DIRECTIVES:
(a) In the goal-setting text below, reproduce everything from "6. Reevaluate and" down to "than ever before." word for word.
(b) List every numbered section heading in the goal-setting text below.

PASSAGE TO READ:
#####

3. Write Down Your Goals
A goal that’s not written down is just a wish. As humans, we are prone to daydreaming and wishful thinking. We need to take concrete steps to realize our goals. When you set long-term goals, you need to write them down. This single act will take your goal out of the realm of the mind and into the real world[2]. Just by taking this step, your odds of achieving your goal go up tremendously. After all, it serves as a reminder now. A reminder to get out there and get that goal.
4. Break Down Your Long-Term Goal Into Smaller Goals
It can seem overwhelming to say, “In five years, I’ll have a business that makes one million dollars per year.” As mentioned before, people can often get stuck in their head or feel so overwhelmed that they don’t even bother to work towards it. It’s easier to come up with excuses or compare your current situation to that goal. Maybe you haven’t even started or maybe you’ve got a business running, and it’s making just enough to pay down the mortgage every month. How can it get from there to making a million dollars every year? The answer is simple—one step at a time. Once you have decided on your long-term goals, you’ll need to break them down into short-term goals. The smaller they are in chunks, the easier it is to achieve. Say it’s starting a business, you’ll first need to do some research on a business you can start in your spare time. There are many options out there that don’t necessarily need huge investments to get started. Then, you’ll want to get competent in the business by taking training courses and networking with others who are already successful in the business. Once you have a good foundation, it’s time to get started. Launching the business will be the scariest and most rewarding day of your life, but you’re still not close to making a million dollars per year, so break it down some more. Your first-year goal may be to earn $50,000. In your second year, you’ll want to earn $150,000. From there, you’ll need it to double each year to reach one million dollars in five years. Each of those years can be broken down into smaller goals until you realize you need to make $149 daily to reach that target. You can break it down further to say you need to make sales totaling that number. For example, if each item you sell is $50, you need to only sell three every day to get your target. At first, you may have no sales, but by experimenting with various marketing strategies you learned earlier, the sales will start coming in. Then, it’s just a matter of fine-tuning your marketing efforts and building on your successes. You can learn more about taking action on your goals in this guide: Achieving Goals: The Ultimate Guide to Goal Achieving & Goal Setting This Year
5. Remember Why You Are Doing Your Long-Term Goals
Even if you have set your long-term goals and even written them down, you need to have a constant reminder of why you are doing this. Your long-term goals should be displayed somewhere prominent (for you). You don’t need to hang them over the fireplace, but they should be placed where you can see them every day. Things go wrong, and issues and problems arise that no one can see. It’s during these times that remembering your long-term goals is important.
6. Reevaluate and Adjust
You should always be looking for ways to improve what you are doing, but it’s especially important in this new internet age. We don’t have to look very far to see how quickly things can change. You must be willing to change course or be left behind.
Getting back to your growing business, the marketing that got you to $600,000 per year might not be the marketing that gets you to your long-term goal of one million dollars per year. Always keep your goal in mind, but always be willing to adjust course to get to it. This also applies to setbacks as well. Even when a change turns worse for you, there are ways you can bounce back faster than ever before.

#####

DATA ENTRIES:
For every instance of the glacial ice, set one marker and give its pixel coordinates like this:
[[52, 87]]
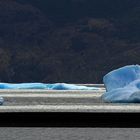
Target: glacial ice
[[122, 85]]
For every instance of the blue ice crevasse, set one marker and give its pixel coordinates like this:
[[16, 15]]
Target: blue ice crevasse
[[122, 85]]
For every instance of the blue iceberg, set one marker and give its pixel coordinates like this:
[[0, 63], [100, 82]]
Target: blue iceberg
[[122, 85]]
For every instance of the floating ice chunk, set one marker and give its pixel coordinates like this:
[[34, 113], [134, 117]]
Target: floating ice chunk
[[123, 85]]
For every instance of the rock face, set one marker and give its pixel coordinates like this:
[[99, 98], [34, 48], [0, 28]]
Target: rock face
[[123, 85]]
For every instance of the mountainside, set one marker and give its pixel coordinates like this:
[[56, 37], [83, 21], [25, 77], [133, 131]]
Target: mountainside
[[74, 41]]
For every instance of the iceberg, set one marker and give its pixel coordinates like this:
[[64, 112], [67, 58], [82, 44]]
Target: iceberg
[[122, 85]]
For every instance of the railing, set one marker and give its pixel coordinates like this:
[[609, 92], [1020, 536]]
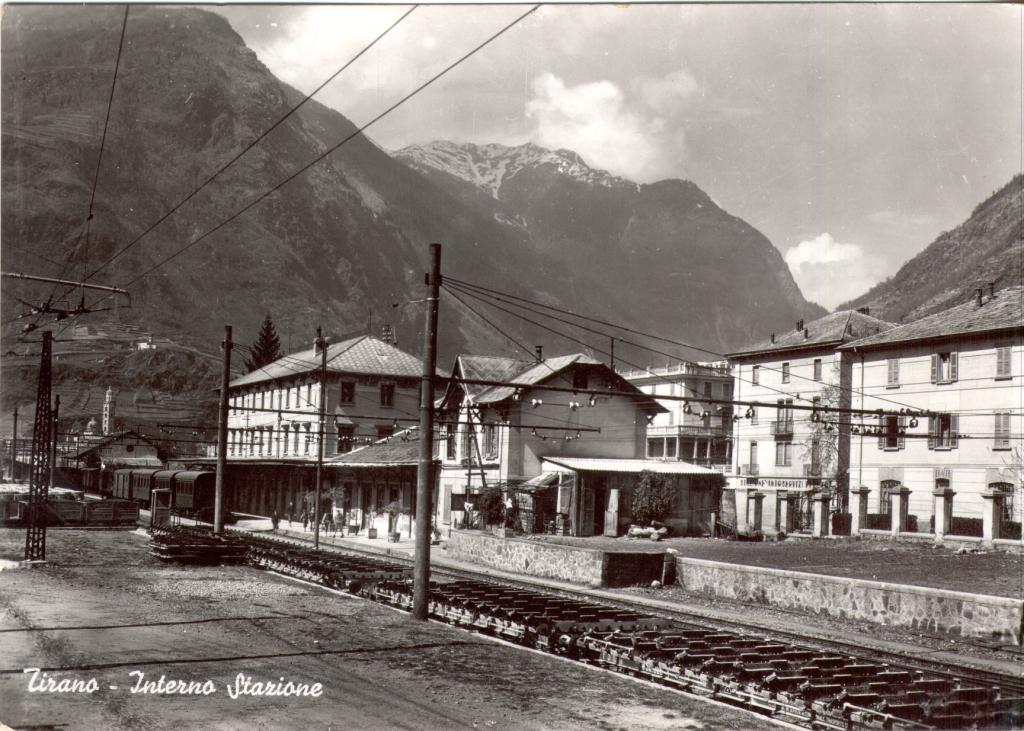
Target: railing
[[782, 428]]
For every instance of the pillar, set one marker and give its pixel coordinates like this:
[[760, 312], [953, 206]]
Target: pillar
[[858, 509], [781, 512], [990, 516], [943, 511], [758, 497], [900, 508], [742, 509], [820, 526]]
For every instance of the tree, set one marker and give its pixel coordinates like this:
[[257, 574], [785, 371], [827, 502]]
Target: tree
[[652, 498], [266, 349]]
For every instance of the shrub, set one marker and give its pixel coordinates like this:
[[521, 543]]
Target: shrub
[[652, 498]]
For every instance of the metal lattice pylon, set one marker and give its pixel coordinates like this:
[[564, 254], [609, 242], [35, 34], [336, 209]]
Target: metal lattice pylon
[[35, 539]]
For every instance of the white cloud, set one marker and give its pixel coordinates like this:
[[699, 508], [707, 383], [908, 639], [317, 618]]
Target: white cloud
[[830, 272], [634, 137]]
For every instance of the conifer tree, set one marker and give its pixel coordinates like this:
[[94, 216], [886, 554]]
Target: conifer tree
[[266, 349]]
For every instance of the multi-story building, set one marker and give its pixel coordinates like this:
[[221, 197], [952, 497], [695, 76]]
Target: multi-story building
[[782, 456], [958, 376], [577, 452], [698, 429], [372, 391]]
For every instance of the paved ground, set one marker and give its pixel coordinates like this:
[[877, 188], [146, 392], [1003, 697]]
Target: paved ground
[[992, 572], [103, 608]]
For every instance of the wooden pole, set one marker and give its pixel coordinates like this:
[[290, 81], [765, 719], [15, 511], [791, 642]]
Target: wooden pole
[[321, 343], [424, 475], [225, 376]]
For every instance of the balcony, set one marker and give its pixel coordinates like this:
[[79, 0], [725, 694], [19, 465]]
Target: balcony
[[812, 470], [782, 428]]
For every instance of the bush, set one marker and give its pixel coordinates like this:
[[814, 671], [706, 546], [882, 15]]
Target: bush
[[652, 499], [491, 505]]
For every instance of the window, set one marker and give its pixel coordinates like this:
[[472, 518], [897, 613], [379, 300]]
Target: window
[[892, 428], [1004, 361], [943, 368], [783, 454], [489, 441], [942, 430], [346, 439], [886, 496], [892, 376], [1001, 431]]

#####

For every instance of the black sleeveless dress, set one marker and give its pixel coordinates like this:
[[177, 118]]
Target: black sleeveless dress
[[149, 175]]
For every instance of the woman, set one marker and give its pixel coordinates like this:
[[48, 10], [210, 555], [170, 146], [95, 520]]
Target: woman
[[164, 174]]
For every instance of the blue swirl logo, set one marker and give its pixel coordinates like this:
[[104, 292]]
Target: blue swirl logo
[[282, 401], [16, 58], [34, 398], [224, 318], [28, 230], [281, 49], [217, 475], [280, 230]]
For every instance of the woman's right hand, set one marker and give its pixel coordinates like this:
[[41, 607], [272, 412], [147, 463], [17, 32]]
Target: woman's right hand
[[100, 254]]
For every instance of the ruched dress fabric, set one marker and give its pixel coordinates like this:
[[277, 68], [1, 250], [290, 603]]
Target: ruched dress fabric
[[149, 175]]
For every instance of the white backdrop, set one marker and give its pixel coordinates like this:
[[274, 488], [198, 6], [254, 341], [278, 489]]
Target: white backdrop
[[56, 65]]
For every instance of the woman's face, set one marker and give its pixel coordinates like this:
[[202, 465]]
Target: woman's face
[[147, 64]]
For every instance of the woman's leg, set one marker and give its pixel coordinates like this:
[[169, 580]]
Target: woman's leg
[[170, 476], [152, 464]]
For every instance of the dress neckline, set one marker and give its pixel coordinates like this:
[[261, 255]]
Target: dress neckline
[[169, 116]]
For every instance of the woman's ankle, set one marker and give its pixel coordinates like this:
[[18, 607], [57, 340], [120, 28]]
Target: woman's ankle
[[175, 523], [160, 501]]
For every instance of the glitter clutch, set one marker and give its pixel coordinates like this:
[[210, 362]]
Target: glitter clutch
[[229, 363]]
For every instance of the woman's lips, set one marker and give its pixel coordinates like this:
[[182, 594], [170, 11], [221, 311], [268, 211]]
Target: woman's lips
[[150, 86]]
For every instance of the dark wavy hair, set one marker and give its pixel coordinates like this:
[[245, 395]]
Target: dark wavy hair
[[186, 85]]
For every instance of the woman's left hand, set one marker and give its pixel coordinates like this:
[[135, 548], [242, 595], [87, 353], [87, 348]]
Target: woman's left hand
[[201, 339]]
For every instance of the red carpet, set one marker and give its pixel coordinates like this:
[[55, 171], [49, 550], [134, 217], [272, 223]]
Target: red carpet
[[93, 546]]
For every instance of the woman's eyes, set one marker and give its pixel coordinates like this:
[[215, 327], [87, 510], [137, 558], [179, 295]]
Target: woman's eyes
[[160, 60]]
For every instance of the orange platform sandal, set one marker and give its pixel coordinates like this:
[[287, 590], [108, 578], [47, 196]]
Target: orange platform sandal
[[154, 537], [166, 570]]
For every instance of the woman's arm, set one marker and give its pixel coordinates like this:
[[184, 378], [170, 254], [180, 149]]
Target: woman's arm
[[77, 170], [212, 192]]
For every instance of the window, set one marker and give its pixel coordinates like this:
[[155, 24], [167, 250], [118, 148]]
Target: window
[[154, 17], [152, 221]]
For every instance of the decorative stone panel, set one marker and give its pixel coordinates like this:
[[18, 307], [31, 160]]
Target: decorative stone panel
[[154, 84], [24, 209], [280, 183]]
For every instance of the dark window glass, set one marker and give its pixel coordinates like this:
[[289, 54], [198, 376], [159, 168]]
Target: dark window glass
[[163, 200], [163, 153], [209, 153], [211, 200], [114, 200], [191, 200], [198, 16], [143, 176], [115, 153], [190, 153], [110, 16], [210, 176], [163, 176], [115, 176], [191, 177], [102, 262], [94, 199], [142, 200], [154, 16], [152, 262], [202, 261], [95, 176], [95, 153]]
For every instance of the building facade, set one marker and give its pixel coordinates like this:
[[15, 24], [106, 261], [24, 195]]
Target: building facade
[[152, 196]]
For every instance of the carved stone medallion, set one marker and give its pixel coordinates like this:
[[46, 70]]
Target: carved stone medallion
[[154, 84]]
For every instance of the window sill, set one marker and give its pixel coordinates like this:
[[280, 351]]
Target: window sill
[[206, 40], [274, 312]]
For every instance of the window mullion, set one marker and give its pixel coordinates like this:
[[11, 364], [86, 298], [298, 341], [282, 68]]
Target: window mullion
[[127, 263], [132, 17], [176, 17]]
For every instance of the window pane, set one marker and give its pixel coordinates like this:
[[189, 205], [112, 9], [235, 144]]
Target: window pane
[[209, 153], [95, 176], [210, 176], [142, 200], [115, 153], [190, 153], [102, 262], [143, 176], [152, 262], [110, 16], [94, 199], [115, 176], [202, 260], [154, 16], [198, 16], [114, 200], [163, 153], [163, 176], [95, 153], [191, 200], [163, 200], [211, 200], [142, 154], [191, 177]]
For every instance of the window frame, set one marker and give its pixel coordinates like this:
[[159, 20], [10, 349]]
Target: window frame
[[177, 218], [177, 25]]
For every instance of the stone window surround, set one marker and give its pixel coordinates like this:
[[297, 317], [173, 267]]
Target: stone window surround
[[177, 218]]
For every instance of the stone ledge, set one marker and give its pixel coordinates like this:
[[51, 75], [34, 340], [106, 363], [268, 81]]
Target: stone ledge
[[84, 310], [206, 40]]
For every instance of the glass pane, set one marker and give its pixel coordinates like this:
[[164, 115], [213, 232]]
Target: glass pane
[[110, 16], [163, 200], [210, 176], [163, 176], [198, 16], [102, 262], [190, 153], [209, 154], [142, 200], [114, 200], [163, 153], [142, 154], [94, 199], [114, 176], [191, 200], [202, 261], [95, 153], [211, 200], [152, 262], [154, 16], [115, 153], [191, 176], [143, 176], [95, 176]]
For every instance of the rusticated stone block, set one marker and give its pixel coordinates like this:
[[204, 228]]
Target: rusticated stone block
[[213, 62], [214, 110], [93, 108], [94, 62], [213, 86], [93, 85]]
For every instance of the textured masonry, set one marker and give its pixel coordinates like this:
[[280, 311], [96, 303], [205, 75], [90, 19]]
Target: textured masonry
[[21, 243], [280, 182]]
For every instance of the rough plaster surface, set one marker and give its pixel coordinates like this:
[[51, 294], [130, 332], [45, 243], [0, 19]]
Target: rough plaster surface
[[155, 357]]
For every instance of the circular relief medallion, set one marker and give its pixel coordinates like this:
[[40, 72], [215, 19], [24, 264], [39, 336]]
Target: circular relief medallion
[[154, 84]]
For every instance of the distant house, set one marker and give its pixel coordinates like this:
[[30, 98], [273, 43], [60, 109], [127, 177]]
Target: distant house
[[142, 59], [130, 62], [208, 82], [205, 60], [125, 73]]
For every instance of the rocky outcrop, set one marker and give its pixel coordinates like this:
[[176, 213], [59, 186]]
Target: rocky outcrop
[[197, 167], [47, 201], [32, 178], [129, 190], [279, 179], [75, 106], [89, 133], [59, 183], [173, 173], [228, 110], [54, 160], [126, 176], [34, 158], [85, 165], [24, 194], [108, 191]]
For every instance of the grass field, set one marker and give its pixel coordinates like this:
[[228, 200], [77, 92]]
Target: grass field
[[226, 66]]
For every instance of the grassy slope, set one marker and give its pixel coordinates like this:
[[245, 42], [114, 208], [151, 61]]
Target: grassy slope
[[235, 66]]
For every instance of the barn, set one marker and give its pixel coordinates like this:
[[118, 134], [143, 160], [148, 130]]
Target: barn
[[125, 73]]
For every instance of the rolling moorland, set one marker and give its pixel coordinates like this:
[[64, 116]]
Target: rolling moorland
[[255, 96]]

#####

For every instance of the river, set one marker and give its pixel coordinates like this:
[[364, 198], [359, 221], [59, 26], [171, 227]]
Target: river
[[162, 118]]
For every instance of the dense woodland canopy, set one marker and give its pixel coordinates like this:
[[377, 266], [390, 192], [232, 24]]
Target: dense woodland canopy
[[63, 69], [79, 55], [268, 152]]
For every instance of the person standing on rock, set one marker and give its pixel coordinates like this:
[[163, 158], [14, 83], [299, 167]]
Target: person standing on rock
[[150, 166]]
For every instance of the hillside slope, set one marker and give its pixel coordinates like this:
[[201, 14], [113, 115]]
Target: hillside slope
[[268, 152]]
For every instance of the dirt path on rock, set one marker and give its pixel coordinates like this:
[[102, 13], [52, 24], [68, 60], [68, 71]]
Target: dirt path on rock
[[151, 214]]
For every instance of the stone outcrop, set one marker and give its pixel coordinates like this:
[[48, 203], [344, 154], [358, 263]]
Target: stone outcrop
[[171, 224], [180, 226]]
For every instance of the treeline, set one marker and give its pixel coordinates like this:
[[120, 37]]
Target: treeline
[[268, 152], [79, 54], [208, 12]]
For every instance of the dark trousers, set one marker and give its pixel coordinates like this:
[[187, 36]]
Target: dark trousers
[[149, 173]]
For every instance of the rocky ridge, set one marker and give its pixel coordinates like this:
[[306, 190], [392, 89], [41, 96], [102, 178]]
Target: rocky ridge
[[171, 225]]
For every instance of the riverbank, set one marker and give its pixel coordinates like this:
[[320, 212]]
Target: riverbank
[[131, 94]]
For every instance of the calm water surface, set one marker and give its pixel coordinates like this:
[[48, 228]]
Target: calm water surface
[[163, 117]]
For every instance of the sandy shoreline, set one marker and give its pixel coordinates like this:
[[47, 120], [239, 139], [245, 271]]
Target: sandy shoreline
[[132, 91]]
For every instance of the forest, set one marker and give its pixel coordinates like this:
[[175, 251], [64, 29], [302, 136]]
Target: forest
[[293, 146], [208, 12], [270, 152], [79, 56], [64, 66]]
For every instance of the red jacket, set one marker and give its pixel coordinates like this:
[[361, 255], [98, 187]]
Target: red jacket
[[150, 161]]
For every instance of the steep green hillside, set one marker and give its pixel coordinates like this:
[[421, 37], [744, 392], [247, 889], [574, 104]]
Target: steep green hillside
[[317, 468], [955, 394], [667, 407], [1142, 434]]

#####

TASK RESULTS:
(a)
6. Reevaluate and Adjust
You should always be looking for ways to improve what you are doing, but it’s especially important in this new internet age. We don’t have to look very far to see how quickly things can change. You must be willing to change course or be left behind.
Getting back to your growing business, the marketing that got you to $600,000 per year might not be the marketing that gets you to your long-term goal of one million dollars per year. Always keep your goal in mind, but always be willing to adjust course to get to it. This also applies to setbacks as well. Even when a change turns worse for you, there are ways you can bounce back faster than ever before.

(b)
3. Write Down Your Goals
4. Break Down Your Long-Term Goal Into Smaller Goals
5. Remember Why You Are Doing Your Long-Term Goals
6. Reevaluate and Adjust